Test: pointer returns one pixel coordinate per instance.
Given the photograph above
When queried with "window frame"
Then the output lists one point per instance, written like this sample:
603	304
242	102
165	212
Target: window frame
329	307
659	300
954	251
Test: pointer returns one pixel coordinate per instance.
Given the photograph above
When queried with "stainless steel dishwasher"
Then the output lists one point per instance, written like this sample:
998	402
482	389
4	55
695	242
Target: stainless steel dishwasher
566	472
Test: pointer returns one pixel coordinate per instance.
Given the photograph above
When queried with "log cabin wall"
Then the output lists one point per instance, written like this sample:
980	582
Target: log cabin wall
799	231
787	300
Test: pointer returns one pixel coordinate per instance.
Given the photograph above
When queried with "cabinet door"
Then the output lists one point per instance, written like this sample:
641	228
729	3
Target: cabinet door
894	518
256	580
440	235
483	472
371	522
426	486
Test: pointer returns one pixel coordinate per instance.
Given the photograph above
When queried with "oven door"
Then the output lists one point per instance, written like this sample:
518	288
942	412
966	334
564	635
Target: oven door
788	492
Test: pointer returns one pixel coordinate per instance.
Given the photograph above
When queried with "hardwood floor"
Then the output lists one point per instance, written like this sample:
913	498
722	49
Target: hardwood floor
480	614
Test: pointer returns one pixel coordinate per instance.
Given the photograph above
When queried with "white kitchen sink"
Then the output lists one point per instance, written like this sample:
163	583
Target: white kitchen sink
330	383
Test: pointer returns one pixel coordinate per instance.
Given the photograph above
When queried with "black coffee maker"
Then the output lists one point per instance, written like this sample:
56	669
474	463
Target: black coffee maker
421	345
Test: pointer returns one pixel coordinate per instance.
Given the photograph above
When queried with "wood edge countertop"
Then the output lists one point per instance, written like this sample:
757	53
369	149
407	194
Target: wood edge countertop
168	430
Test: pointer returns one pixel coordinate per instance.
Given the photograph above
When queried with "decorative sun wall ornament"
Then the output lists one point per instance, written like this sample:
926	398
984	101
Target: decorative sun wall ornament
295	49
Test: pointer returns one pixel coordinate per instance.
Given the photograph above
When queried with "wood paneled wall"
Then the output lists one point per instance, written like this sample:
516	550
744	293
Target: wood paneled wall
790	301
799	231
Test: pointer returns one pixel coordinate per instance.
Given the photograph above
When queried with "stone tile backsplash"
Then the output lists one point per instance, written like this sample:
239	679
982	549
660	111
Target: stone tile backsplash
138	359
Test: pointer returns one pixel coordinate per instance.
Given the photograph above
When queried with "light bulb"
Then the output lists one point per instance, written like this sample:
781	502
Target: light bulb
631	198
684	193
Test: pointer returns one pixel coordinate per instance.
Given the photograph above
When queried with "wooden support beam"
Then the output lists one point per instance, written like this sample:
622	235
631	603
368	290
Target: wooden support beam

Task details -
Can you restate every record above word for word?

Answer -
Test: pointer returns one pixel coordinate per instance.
Given the photograph above
When queried with "window frame"
Then the output lists one point per instance, written like this sample:
603	304
242	102
165	212
Target: window frame
329	307
659	300
954	251
Test: pointer returns one pixel coordinate per instance.
Given the photograph above
When queried with "stainless steel dishwasher"
Then the output lists one point per instance, written like this sample:
998	402
482	389
4	55
695	242
Target: stainless steel dishwasher
566	472
Test: pointer returns one pixel coordinate per instance.
Given the photograph above
When queried with "log cabin wall"
Then the output lists one point per instance, written like this sample:
980	582
Target: log cabin wall
799	231
787	300
Test: pointer returns one pixel coordinate per instance.
Given the photograph above
When queried with "cabinet door"
Then the output lists one point per instance, written like this sample:
641	228
729	3
Target: cabinet door
894	518
256	580
440	235
483	472
371	522
426	486
Test: pointer returns one pixel coordinate per instance.
Given the photograph above
When queried with "oven door"
Then the output lists one point per instance, written like this sample:
518	288
942	412
966	334
564	635
Target: oven door
788	492
Test: pointer returns one pixel coordinate per instance.
Given the photograph above
When queried with "hardwood floor"
Then the output lists one point per instance, written like this sample:
913	498
722	49
Target: hardwood floor
480	614
Test: pointer returns one pixel coordinate per instance.
Given the photograph above
When queried with "white kitchen sink"
Then the output lists one point per instance, written like this sample:
163	583
Target: white kitchen sink
330	383
Test: pointer returns one pixel coordinate per instance.
Given the photograph above
When queried with "black coffee maker"
Then the output lists one point per instance, written like this sample:
56	669
474	463
Target: black coffee maker
421	345
Test: pointer returns one pixel coordinate per instance.
Given the photograph above
When queried with "wood edge countertop"
Then the output lists one point per instance, written like this sample:
757	53
369	149
407	194
Target: wood edge countertop
168	430
Test: pointer returns one pixel coordinate per instance.
Given the photograph above
When queried with "decorative sun wall ornament"
Then the output lists one point per instance, written like this sample:
926	398
984	101
Target: decorative sun wall ornament
295	49
Test: pointer returns one pixel coordinate per instance.
Given the photograph above
When queried with "wood paneled wall"
Then the output lists one point per instance, written like this sample:
516	550
744	293
Target: wood paneled wall
790	301
799	231
Test: pointer returns one pixel coordinate per instance.
Given the photograph above
When queried with "stone tile backsplash"
Then the output lists one point per instance, written like this sample:
239	679
982	549
660	111
Target: stone tile backsplash
138	359
Test: pointer returns one pixel coordinate per instance.
Given the photograph above
When queried with "light bulb"
Then the output lists one point per instance, written like this sample:
781	502
Target: light bulb
631	198
684	193
Test: pointer returns one pixel coordinate per instance.
Given the photograph above
When queried with "wooden support beam"
Then the output lists one point per instance, written like this sample:
622	235
631	603
368	290
Target: wooden support beam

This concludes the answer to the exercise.